■ À compléter:
1 – Pouvez-vous recopier, dans le texte sur la ligne d'arrivée franchie en vain, le passage qui va de « De ce final » jusqu'à « n’a pas démérité. » inclus ?
2 – Pourriez-vous reprendre le texte sur la ligne d'arrivée franchie en vain et le poursuivre à partir de sa dernière phrase ?

■ Texte de lecture:
⟨
Départ
Il est des arrivées qui ne sont que le début d’un voyage qui n’a pas encore commencé, attendu comme un rêve que l’on souhaitait concrétiser et qui ne débouche sur rien de ce que l’on espérait. Cette ligne à peine franchie, il devient évident que l’issue n’est pas celle que l’on avait envisagée, aboutissement ne prodiguant aucun laurier, célébration sans personne avec qui la partager, constat amer que tous ces efforts n’ont pas donné les fruits que l’on désirait.
Épuisé et transi de cette évidence avérée, il n’est plus d’énergie pour repartir et encore recommencer vers cet avenir inaccessible qui semble se dérober et se dissoudre dans l’invisible des fantasmes inachevés. De cette position de vainqueur qui n’a rien gagné, il ne demeure plus que la peur de s’être fourvoyé et de ne pas comprendre comment cela a pu arriver.
Soudain conscient que cette situation ne peut pas durer, il n’est d’alternative que de se retourner, de refaire ce parcours qui a abouti à cette déception insensée, d’avoir ainsi accompli exactement ce que l’on avait planifié, et de se rendre compte que cela ne donne aucune des satisfactions envisagées, ni de la part de la foule qui a déserté ni de notre côté, en juge déboussolé.
De ce final qui s’est d’un coup dérobé, il n’est plus pertinent de brandir un quelconque trophée, babiole insignifiante qui ne leurre que celui acceptant de se laisser berner. L’urgence est à présent de trouver quelle posture adopter, faute de saisir les fondements de ce paradoxe rencontré : avoir décidé de tout, des efforts aux trajets, et ne rien obtenir au bout, alors que l’on n’a pas démérité.
Cette révélation inattendue que tout ce parcours n’a conduit qu’à se découvrir perdu, de tant de crédulité et d’aveuglement, d’avoir fait tous ces détours pour ne plus se sentir que piégé comme un animal errant, alors que l’on se voyait fier et conquérant, avec le seul silence comme encouragement. Ne demeurent que des questions dont les réponses disparaissent dans les sanglotements.
Encore fébrile des épreuves traversées, des courses et des concurrents dépassés, il n’est plus possible de continuer à se leurrer, devant ce fait incontesté : n’a-t-on passé tout ce temps que pour cette déception démesurée, cet échec cinglant qui ne livre aucun de ses secrets, sur la cause d’un tel égarement, sur la raison d’un aussi magistral pied de nez, sur ce piédestal qui n’a jamais existé ?
Assis sur le sol, contrit et déboussolé, l’on observe cette ligne blanche qui n’a plus d’intérêt, limite que l’on croyait avoir atteinte pour la dépasser et ne plus avoir à recueillir que les ovations d’un public adoré, devenu enfin l’idole que l’on attendait, n’ayant plus à combattre ni à démontrer, libre de se laisser-aller ; mais le constat patent que rien de tout cela n’est prêt d’arriver ouvre un gouffre béant sur le sens même d’exister.
⟩
■ Données fournies:
⟨
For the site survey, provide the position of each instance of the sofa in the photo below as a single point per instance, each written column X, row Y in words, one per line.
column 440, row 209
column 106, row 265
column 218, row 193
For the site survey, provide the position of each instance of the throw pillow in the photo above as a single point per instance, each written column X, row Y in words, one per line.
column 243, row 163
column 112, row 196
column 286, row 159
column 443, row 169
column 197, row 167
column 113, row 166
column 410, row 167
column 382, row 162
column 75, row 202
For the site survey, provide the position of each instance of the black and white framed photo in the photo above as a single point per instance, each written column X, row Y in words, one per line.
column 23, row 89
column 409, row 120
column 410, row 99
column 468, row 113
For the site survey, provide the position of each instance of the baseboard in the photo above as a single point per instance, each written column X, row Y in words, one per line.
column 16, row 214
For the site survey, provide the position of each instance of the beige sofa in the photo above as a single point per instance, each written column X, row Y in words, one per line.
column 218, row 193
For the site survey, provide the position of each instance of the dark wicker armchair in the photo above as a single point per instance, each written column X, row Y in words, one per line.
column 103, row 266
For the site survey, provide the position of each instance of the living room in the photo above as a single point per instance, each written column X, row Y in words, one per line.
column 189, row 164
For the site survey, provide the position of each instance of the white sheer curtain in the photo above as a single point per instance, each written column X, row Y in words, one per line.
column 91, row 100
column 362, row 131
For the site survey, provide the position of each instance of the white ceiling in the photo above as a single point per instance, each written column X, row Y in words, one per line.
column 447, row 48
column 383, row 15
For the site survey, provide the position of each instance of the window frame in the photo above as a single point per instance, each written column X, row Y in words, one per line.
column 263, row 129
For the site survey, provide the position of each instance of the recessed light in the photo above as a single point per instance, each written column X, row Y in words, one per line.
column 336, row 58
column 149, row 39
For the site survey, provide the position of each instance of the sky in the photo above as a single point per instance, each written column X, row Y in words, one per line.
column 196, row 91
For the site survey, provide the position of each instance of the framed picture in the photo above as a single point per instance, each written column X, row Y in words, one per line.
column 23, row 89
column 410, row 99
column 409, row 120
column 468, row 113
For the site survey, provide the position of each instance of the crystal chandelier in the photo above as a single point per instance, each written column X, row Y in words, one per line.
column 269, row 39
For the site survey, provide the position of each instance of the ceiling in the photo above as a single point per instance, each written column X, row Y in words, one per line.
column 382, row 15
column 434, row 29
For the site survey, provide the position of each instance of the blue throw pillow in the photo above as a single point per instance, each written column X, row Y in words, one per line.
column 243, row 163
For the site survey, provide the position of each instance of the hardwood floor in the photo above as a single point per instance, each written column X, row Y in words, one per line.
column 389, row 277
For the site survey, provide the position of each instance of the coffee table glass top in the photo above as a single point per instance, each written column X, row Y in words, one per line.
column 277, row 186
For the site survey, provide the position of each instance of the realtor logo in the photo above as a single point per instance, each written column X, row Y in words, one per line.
⟩
■ Résultats des consignes:
1 –
De ce final qui s’est d’un coup dérobé, il n’est plus pertinent de brandir un quelconque trophée, babiole insignifiante qui ne leurre que celui acceptant de se laisser berner. L’urgence est à présent de trouver quelle posture adopter, faute de saisir les fondements de ce paradoxe rencontré : avoir décidé de tout, des efforts aux trajets, et ne rien obtenir au bout, alors que l’on n’a pas démérité.

2 –
À l’écoute de ce que l’on avait ignoré, ce corps qui nous a conduits jusqu’à cette issue sans jamais abdiqué, l’on ressent ce que l’on avait oublié d’écouter, ce sang qui bat à nos tempes, non pas pour indiquer que l’on est prêt d’imploser, mais la preuve certaine et vivante que l’on déborde d’une énergie qui était simplement mal employée, tout entière focalisée sur ce que notre esprit avait décidé.
Viennent alors ces sensations que l’on négligeait : la caresse du vent sur notre visage détrempé, la douceur de l’herbe sur laquelle on s’est posé, la beauté de la lumière qui baigne le lieu tout entier, écrin à la magnificence d’un monde que l’on traversait sans jamais prendre le temps de l’admirer, pour ce qu’il offre et propose sans calculer, un environnement d’abondance et de possibilités déployées.
Dans cette posture improbable de vainqueur désabusé, l’on regarde alors ce qui nous entoure, non plus dans le but de se l’accaparer, comme un vautour les miettes d’un festin déjà largement entamé, mais attentif à ce qui parle de chacun de nos actes et de nos pensées, en miroir du miracle de se mêler au monde tel qu’il est, et non plus de le modeler selon ce que l’on voudrait en retirer.
Cet arrêt brutal et non anticipé autorise à cette absence que l’on ne s’était jamais ouvert à ébaucher, pour que dans le silence et l’espace ainsi créé se proposent et se redécouvrent les trésors que l’on tenait cachés, enfouis sous les strates d’ambitions et de désirs désordonnées, dictés par un torrent de directives et de directions à respecter, loin de notre propre identité.
Cet état nouveau et non envisagé trouble ce que l’on tenait pour des idéaux et qui n’était qu’un formatage préfabriqué, ensemble d’ordres et de charges que l’on s’échinait à appliquer, sans aucun recul pour décider si cela pouvait nous convenir, ou au contraire brimait notre liberté, en un jeu de dupe ou le gagnant est en fait celui qui ne suit pas les règles, mais, au contraire, doit s’en émanciper.
Se relevant enfin, l’on entend ce que l’on n’avait pas écouté : son corps d’abord, mais aussi ses rêves éveillés, en autant de messagers qui ne cessaient pas de nous interpeller, mais dont les voix se perdaient dans la cacophonie de nos cris de guerre effrénés, obsédés que nous étions d’accomplir ce marathon qui n’avait d’autre objet que de nous perdre pour nous faire oublier notre vérité.
Debout sans plus de crainte ni de doute sur ce que l’on va envisager, il n’est plus question de poursuivre sur la route que l’on nous avait tracée, parcours rassurant et balisé qui ne nous permettait que de reproduire ce que d’autres avaient arpenté avec nous, par centaines, par milliers, dans la reproduction d’un enseignement qui ne conduisait qu’à la dissolution de chaque particularité.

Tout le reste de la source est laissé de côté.